- Yapılacaklar
A. Deprem yazısında "17 Ağustos 1999" sözlerinden "içine girildiğini söylemişleri." sözlerine kadar uzanan kısmı eksiksiz yazın.
B. Deprem yazısının devamını, metnin son cümlesinden sonra gelecek şekilde yazın.

17 Ağustos 1999 yılındaki büyük Marmara depreminden sonra, yine hemen herkes deprem uzmanı olmuş ve acilen bir şeyler yapılması gerektiğinin altını çizmişlerdi. 7.6 şiddetindeki o depremde resmi verilere göre 17 bin 480 kişi hayatını kaybetmiş daha fazla sayıdaki kişi de yaralanmıştı.

Devletin tüm kurum ve yetkilileri bir daha böylesi tufanların yaşanması halinde bile can kaybını minimize etmenin çalışması içine girildiğini söylemişleri.

Girildiği söylenmişti de buna tanıklık eden pek kimse yoktur.

Yapacağız, edeceğiz, geleceğiz, gideceğiz. Bir sürü ecek- acak’lı cümleler peşi sıra gelmişti.

Sonrasında herkes derin bir sessizliğe bürünmüş ve sanki o tufan ve onca can kaybı yaşanmamış gibi devam etmişlerdi hayatlarına.

Ondan sonraki zamanda yine binlerce konut yapılmış ve depremde zarar gören konutların güçlendirilmesi işlemi de kaplumbağa hızında devam etmişti.

Bir süre sonra o kaplumbağa da yerinde sayıvermiş ve her şey unutulmuştu.

“Depremin değil sağlıksız binaların insanı öldürdüğü” sözü, öylesine söylenmiş değil. Hatta bence her yerleşim biriminin girişine ve çıkışına bu yazı asılmalı. Hatta yapıların denetim ve izinlerinin çıktığı kurumlara da asılmalı. Tıpkı bazı kurumlardaki kimi dolapların üzerine yazılan ‘yangından ilk kurtarılacaktır’ yazısı gibi.

Yıllar yılları kovaladı ve 6 Şubat 2023 yılına geldiğimizde, Kahramanmaraş/Elbistan merkezli iki büyük deprem oldu. 7.7 ve 7.6 şiddetindeki depremde, 10 il ve bir çok ilçe ciddi şekilde etkilenmiş ve 50 binin üzerinde insan hayatını kaybetmişti.

Bu depremden Diyarbakır şehir merkezi de can ve mal kaybı noktasında etkilenmişti.

Zira Diyarbakır, 2. Derece risk bölgesinde bulunmaktadır.

- Verilen öğeler
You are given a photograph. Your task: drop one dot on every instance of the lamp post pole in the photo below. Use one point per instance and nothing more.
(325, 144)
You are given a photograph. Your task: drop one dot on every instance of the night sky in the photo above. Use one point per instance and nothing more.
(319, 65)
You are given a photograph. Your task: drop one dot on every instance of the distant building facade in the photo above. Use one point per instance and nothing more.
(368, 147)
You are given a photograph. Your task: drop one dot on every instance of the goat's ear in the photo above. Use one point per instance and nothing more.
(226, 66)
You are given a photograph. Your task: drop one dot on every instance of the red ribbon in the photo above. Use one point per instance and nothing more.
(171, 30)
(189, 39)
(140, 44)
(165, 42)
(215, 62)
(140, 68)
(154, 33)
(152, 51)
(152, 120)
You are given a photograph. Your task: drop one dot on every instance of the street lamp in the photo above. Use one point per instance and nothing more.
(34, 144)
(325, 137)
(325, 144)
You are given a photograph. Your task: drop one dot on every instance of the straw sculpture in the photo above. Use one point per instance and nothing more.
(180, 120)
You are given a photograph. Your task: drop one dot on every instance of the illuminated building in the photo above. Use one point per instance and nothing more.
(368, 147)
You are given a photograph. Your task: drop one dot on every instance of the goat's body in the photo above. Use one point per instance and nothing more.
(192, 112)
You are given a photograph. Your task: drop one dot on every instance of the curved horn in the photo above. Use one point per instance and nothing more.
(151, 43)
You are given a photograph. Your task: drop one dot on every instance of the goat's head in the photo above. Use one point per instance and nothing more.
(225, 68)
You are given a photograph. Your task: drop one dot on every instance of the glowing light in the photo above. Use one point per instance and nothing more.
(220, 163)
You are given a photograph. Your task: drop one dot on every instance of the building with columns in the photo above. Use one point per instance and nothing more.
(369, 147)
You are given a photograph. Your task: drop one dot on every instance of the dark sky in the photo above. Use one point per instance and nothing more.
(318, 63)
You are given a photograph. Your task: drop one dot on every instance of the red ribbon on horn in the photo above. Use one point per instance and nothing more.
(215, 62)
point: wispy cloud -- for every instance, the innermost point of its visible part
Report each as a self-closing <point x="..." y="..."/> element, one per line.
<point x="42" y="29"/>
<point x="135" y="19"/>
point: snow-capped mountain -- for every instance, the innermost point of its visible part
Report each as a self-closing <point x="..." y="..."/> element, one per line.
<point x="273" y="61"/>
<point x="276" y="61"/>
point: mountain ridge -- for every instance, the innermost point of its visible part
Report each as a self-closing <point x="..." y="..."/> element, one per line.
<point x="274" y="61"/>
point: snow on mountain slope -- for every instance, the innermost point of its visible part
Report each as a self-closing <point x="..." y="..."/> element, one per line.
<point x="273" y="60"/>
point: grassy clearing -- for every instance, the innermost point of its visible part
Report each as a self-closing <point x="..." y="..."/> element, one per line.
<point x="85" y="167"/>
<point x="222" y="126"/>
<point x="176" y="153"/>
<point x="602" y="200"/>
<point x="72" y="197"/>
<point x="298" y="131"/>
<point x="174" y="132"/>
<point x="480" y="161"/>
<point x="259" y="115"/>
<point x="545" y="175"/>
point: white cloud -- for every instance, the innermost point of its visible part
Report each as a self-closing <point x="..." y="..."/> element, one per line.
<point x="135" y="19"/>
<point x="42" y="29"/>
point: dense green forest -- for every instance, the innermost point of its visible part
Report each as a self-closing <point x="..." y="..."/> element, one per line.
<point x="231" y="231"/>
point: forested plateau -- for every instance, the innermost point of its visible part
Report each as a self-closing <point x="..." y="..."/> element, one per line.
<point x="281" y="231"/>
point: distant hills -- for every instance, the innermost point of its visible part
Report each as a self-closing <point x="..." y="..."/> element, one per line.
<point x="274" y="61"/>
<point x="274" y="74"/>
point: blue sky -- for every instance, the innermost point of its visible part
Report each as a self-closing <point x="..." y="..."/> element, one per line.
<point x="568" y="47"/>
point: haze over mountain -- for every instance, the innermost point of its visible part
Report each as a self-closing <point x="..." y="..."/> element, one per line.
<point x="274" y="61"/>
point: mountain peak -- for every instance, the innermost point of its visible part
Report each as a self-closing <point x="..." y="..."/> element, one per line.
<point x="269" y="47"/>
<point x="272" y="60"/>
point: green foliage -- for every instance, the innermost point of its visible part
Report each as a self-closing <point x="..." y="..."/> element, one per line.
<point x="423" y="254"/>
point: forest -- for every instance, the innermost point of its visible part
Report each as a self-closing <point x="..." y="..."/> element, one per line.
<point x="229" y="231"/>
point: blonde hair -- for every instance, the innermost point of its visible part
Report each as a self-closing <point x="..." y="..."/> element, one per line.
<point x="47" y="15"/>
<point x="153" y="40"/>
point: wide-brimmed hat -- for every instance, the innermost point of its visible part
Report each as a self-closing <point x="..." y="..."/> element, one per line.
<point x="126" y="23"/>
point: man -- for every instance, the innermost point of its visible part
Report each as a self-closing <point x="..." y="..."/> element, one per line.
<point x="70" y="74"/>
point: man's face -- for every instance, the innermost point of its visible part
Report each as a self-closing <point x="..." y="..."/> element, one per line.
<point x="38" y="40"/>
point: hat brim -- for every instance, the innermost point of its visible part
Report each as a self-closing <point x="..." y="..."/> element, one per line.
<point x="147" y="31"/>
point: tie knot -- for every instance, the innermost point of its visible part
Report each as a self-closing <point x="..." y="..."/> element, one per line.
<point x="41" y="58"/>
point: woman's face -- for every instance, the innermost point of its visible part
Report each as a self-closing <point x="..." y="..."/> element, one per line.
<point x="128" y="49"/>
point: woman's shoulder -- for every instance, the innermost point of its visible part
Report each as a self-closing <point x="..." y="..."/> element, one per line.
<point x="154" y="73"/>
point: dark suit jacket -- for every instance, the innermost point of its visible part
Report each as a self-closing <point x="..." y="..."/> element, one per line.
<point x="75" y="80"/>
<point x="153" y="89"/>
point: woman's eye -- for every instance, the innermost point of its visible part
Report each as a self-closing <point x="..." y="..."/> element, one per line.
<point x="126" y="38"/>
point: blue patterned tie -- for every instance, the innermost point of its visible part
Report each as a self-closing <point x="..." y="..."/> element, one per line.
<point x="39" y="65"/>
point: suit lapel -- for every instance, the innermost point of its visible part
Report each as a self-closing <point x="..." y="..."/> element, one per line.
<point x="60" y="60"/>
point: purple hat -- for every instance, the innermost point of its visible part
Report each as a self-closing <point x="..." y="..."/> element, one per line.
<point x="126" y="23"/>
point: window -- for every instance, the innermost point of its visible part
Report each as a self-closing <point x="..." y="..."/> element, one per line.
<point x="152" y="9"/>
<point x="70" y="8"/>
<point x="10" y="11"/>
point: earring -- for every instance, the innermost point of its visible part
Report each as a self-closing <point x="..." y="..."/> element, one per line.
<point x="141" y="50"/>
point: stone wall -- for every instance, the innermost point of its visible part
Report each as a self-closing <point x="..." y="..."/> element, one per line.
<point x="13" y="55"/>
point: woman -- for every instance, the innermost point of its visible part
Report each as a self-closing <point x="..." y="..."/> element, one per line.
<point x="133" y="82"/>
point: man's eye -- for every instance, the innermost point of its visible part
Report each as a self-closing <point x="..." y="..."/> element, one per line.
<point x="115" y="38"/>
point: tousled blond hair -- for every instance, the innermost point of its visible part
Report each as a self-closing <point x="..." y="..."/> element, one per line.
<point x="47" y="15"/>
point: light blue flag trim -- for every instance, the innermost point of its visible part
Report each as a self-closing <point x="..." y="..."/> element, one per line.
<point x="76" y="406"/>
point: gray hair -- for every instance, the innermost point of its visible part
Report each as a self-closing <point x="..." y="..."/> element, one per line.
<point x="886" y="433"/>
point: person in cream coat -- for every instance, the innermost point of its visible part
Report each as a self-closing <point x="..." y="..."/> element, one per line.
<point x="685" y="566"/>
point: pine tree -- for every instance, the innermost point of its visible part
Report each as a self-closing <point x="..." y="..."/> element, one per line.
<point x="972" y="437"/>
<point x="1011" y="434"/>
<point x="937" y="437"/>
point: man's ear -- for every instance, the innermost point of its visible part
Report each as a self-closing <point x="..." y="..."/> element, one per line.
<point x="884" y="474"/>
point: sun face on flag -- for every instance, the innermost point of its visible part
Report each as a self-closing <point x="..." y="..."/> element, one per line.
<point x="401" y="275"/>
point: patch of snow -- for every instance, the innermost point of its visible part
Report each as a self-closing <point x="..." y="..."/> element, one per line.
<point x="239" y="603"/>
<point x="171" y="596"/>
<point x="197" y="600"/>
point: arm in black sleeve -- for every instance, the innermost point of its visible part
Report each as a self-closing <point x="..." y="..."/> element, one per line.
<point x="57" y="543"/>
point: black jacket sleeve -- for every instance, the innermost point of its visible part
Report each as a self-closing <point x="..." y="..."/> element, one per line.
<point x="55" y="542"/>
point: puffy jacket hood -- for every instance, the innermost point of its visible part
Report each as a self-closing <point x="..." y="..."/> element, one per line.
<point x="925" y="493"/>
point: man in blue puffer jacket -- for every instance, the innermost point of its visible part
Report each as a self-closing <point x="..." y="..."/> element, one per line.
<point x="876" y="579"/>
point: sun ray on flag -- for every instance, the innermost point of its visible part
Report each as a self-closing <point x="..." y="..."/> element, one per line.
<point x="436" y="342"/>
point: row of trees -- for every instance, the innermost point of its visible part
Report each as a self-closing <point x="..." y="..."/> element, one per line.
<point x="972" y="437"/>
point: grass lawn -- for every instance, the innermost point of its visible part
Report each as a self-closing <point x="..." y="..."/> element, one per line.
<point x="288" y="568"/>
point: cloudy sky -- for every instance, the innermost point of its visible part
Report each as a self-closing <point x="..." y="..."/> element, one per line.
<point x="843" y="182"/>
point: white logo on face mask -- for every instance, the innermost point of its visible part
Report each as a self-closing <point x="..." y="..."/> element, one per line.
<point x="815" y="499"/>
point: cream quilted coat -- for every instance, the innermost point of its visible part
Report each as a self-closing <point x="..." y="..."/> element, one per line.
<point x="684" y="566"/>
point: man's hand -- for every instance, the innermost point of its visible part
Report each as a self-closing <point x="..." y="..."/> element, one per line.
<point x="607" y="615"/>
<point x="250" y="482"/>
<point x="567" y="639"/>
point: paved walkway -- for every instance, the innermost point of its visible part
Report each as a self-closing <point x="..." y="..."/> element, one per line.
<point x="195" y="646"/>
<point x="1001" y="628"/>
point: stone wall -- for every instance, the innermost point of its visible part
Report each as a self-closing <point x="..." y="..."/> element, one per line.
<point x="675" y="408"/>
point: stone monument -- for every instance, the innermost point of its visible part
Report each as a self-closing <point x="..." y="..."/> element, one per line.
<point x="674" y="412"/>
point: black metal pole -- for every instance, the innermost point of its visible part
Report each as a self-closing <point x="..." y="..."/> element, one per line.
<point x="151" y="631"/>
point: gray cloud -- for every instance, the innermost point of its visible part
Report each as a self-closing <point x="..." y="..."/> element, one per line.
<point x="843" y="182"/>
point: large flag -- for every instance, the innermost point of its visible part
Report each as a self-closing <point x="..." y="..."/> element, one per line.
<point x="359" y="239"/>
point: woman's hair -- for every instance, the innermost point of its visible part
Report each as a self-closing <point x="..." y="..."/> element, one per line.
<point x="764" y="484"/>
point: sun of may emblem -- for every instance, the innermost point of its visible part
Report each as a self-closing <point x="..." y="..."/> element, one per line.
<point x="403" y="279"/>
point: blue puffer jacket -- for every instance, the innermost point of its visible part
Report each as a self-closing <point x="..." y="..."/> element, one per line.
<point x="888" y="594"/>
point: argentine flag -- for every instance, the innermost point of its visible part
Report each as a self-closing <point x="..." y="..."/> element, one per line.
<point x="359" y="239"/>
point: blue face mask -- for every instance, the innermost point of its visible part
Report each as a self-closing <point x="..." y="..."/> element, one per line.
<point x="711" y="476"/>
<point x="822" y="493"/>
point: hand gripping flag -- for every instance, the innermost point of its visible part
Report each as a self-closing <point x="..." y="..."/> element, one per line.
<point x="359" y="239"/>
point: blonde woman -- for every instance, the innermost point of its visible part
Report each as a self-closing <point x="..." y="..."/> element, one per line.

- Cevaplar
A.
17 Ağustos 1999 yılındaki büyük Marmara depreminden sonra, yine hemen herkes deprem uzmanı olmuş ve acilen bir şeyler yapılması gerektiğinin altını çizmişlerdi. 7.6 şiddetindeki o depremde resmi verilere göre 17 bin 480 kişi hayatını kaybetmiş daha fazla sayıdaki kişi de yaralanmıştı.

Devletin tüm kurum ve yetkilileri bir daha böylesi tufanların yaşanması halinde bile can kaybını minimize etmenin çalışması içine girildiğini söylemişleri.

B.
Yerle bir olmuş şehirler, bölük-pörçük de olsa sarılmaya çalışılan yaralar, zamanında karşılığı görülmemiş vaatler, evsiz-barksız kalan insanlar ve alt-üst olmuş bir psikoloji ile baş başa kaldık.

Yine, her konu hakkında fikir beyan edenlere benzer insanlar çıkıp yorumlar yaptılar televizyon ve gazetelerde.

Yine o meşhur kaplumbağamızın hızıyla acıları tedavi etme çabası.

Yine depremin değil sağlıksız binaların öldürdüğü insanların hak arama mücadelesinde ‘yapı ve bina yapıcıların’ neredeyse cezasız kalması.

6 Şubat depreminde, Diyarbakır’da 6 bina yerle bir oldu. Birçok bina hasar gördü ve resmi rakamlara göre toplam 411 kişi hayatını kaybetti.

Yaraların sarılması için 1.5 yıldır ‘bir şeyler’ yapılıyor.

Yeni evler yapıldı, depremden etkilenen kimi aileler o yeni konutlara yerleştirildi, kimi yerleşemedi.

Zaman zaman şehrin değişik yerlerinde yıkım çalışması yapıldı-yapılıyor.

Kimi kontrollü kimi de son derece kontrolsüz bir şekilde oldu.

Diyarbakır’da her an hasar gördüğü için boşaltılmış kocaman bir binaya rastlayabilirisiniz.

Ama bir bakıyoruz çoğunlukla o boşaltılan binanın altındaki iş yerleri hayata ve ticarete devam ediyorlar.

Ya da madde kullananların ikametgahı durumuna gelmiş ve bazen de binlerce insanın uğrak yeri bir pazarın orta yerinde denk gelebiliyoruz böyle yapılara.

Bunun ciddiyetle takip edilmesi insani ve hayati bir görevdir.

İlla o boş bina birilerinin üzerine yıkılsın da ondan sonra mı müdahale edilsin?

Allah korusun ama bununla mücadele etmek, depremle mücadele etmekle özdeş bence.

Geçen gün bir arkadaşım, Diyarbakır’ın dron ile çekilmiş bir videosunu bana yollayıp “Hepsi kağıttan birer ev gibi ve en ufak bir depremde yerle bir olacak gibi duruyorlar” diye de not düşmüştü.

İnsanın içine kurt düşmüyor değil.

Ben de İnşaat Mühendisleri Odasın yetkilileri ile görüştüm. Çok önemli bilgiler verdi.

Verilen bilgilerin toplamı şu ki; “Son yıllarda Diyarbakır’da yapılan binaların ezici çoğunluğu depreme dayanıklı. Zira bir yapının yapılış aşaması çok özenle takip ediliyor.”

Proje aşaması ile imalat aşamasının sonuçları çok önemli.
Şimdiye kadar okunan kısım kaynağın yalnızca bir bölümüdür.